— EXCERPT —
++++++
And the practice of Authentic Journalism is necessary to the practice of authentic democracy. One can't thrive without the other.

So if you want to refine your skills at this art, welcome aboard: We've got 186 journalism scholars and co-publishers who can testify that their time spent with this project has already sharpened their fighting skills.

That's the next wave: We're gonna do to the media what has happened to politics: in a word, we're extending democracy to the media, too.

I hope you'll be a part of it, wherever you are, and wherever you are heading.

The journey begins with a click.

Comments

US "Election"

Dear Al: Your comments and suggestions were right on, as usual, but I wonder if the left really did lose the election. The Diebold machines, without a paper trail, could easily have been programmed to elect Geroge Bush, as the president of the company vowed to do. The exit polls, which are seldom wrong, were so in favor of Kerry that our senator from Maine (silly) Susan Collings, began calling her friends to say that all was lost. And why would anyone wait six hours in the rain to vote for an (insane) incumbent? Then suddennly our maximum leader comes from behind and Kerry folds. The media, as you might have predicted, dismiss the exit polls as unreliable in the first place.  What do you think of Cosa Rica? My wife and I are brushing up on our Spanish. As I said in an earlier post, democracy is moving north; someday it may reach the US. --Chris

US "Election"

Dear Al: Your comments and suggestions were right on, as usual, but I wonder if the left really did lose the election. The Diebold machines, without a paper trail, could easily have been programmed to elect George Bush, as the president of the company vowed to do. The exit polls, which are seldom wrong, were so in favor of Kerry that our senator from Maine (silly) Susan Collins, began calling her friends to say that all was lost. And why would anyone wait six hours in the rain to vote for an (insane) incumbent? Then suddenly our maximum leader comes from behind and Kerry folds. The media, as you might have predicted, dismiss the exit polls as unreliable in the first place.  What do you think of Costa Rica? My wife and I are brushing up on our Spanish. As I said in an earlier post, democracy is moving north; someday it may reach the US. --Chris

bailing out

Dear Al et al.,
    November 3, 2004
    Like many who remember Europe and Germany before WWII began, I can smell fascism , like cat piss in the garden.
++++++
— DATA SHOWN —

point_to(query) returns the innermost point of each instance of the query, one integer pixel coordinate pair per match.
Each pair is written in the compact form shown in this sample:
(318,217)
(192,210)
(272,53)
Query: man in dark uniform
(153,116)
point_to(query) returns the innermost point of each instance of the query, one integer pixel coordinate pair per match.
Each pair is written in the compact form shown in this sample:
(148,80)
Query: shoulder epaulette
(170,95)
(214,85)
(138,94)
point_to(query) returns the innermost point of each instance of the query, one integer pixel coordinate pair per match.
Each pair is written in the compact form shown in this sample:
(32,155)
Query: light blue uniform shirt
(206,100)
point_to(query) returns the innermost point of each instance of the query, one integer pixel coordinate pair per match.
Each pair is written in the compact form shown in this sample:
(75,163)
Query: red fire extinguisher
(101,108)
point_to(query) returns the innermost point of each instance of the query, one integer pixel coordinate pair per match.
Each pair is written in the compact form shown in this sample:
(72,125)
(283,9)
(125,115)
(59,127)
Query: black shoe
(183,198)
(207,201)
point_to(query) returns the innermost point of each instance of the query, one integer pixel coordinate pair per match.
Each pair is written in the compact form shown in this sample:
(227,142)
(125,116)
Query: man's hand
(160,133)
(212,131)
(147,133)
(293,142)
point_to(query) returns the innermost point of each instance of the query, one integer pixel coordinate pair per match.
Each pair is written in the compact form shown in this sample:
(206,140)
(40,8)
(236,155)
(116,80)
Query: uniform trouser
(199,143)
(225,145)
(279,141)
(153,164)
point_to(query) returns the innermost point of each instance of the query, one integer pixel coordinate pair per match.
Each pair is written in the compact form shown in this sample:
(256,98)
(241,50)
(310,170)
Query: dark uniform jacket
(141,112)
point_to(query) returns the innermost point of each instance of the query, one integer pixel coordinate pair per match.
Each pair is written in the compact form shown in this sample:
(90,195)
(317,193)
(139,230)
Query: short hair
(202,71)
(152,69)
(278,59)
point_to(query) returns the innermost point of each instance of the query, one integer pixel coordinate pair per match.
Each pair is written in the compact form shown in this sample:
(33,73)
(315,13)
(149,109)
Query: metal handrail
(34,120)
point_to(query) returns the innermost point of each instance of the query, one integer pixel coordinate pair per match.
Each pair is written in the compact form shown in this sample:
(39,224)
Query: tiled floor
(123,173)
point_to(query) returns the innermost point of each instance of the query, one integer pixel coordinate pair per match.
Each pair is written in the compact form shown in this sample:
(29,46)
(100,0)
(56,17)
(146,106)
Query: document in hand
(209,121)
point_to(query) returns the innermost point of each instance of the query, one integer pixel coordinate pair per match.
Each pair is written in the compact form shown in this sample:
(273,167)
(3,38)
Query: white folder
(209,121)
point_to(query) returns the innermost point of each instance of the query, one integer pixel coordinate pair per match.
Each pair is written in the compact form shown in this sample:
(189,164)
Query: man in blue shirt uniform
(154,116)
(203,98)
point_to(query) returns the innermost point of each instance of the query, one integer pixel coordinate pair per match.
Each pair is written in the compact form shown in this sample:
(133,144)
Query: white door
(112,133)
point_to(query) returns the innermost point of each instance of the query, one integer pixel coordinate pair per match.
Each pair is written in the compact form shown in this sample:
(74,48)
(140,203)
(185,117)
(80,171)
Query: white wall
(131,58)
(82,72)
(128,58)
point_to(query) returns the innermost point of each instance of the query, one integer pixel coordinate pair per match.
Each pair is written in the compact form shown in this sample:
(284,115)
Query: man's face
++++++
— REQUIREMENTS —
1 - In the Authentic Journalism excerpt above, name every person mentioned in the second comment headed US "Election", including the person it addresses and the person who signs it.
2 - Extend the Authentic Journalism excerpt above, picking up the "bailing out" comment after its last sentence.

— RESPONSES TO THE TASKS —
1 - Al, George Bush, Kerry, Susan Collins, Chris

2 -
    Just by coincidence our Mexican FM3s – the one-year tourist visa – expires this month and George went to the migra to see what we need for a renewal. Somebody in another office was playing “New World Symphony” on a CD, exactly as I was, when he left the house. An omen? George met with our buddy Rusbél (would you believe “Roosevelt”) who pointed out that since this is our sixth year as “tourists” maybe we should simply apply for residency.
    I’m not sure that decision should be taken as a serious a response to the election – after all, we are here already. However I admit that one daughter has gone off to live in France, and I am encouraging another, whose boys are still too young to be military or militant as may befall, to think about Canada. Much to my surprise, she told me all struggle is local – damn, where’d she learn that from?
    I am very sympathetic to your correspondents who wonder what to do, and I appreciate your very measured response. Like you, I believe in Choice, and this is one of those very intimate decisions.  I can volunteer to correspond with anyone who wants to discuss what’s involved in moving to Mexico, if that would be helpful.
    Also not so coincidentally post-election, I write to comfort myself. Here are both the pro and con of emigrating:

This Is The Way The World Ends…

    I was a teen-ager when I knew a special teacher (handsome, horny) who introduced the class to T.S. Eliot and then took several of us down to Truro on Cape Cod, when Truro was still an untouched coastal outpost. We, “creative writers” all, of the adolescent variety, went to bury a time capsule because we expected that an atomic  bomb (year: 1950) would soon obliterate all of Massachusetts and us along with it. Didn’t happen, so that may be encouraging???
    In honor of  the buried capsule, here’s mother’s post-election Crystal Ball reading. Bury it.

  1. The US economy will collapse. The questions are how soon and how badly. Can we look for a “soft landing”? The debt that is now being perpetrated depends like all debt, on who will lend you the money and when they will ask for repayment. Third World and Latin American countries are very familiar with the cost of debt. Americans have not as a nation understood it, up until now. But who holds our debt? Individuals and nations who have bought US Treasury bonds; they are both domestic and foreign purchasers. The foreign purchasers now decline to buy more US debt. The second class of debt is trade balance of payments. Up until now, it has been in the interest of nations like China and Japan to permit the US to buy (import) more than it sells. Greedy greedy greedy. But that can not continue. China is the big factor. At the moment it is not in their interest to bring down the US but it may well be so soon, as the oil wars progress. Likewise Europe, who would benefit from oil-sales in euros.
  2. Government services to the population will decrease. Bush said so. Small government means fewer services, and with little money, he can just claim services can’t be afforded. That means no national health care, no national social security (privatize!), etc.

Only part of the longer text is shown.